Selection:
┄┄┄┄┄┄┄┄┄┄┄┄┄┄┄┄┄┄┄┄
Ben Houchen - Tees
Valley mayor - and his cabinet have secured £20 million grant for the purpose
of increasing the capacity of Middlesbrough Train station. This is a worthwhile
investment, and comes with the ambition of a direct line to London. Connectivity
is key to increasing productivity and improving our economy, both locally and
nationally, and improving the lives of the population, and it's a pleasant
change of pace to see the North secure infrastructure investment.
However it is unclear
how much this investment will benefit the people of Middlesbrough, and indeed
how a direct line to London could improve lives. If this infrastructure was
available to the wider public then there would be no question, but rail
transport is by no means available to the wider public. The cost of rail travel
is prohibitive - one only has to look at the cost to get from Middlesbrough to
Manchester to grimace at the potential cost of a train from Middlesbrough to
London - and it's becoming increasingly more so thanks to the unnecessary and
unreasonable inflation of price tickets; inflation based on a measure the
Office of National Statistics has disavowed.
┄┄┄┄┄┄┄┄┄┄┄┄┄┄┄┄┄┄┄┄
Records shown:

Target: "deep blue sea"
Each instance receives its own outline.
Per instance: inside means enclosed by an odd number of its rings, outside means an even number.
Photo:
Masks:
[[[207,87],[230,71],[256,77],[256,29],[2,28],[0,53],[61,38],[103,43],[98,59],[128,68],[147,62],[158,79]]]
┄┄┄┄┄┄┄┄┄┄┄┄┄┄┄┄┄┄┄┄
Written problem A: Summarize the commentary on the Middlesbrough station grant in two sentences.
Written problem B: Extract every line of the records above verbatim.
The records have no connection to the text.

Exercise response A: Tees Valley mayor Ben Houchen and his cabinet have secured a £20 million grant to increase the capacity of Middlesbrough Train station, an investment the commentary calls worthwhile and linked to the ambition of a direct line to London. It questions, however, how much the people of Middlesbrough will benefit, because the cost of rail travel is prohibitive and rising through unreasonable ticket price inflation.

Exercise response B:
Target: "deep blue sea"
Each instance receives its own outline.
Per instance: inside means enclosed by an odd number of its rings, outside means an even number.
Photo:
Masks:
[[[207,87],[230,71],[256,77],[256,29],[2,28],[0,53],[61,38],[103,43],[98,59],[128,68],[147,62],[158,79]]]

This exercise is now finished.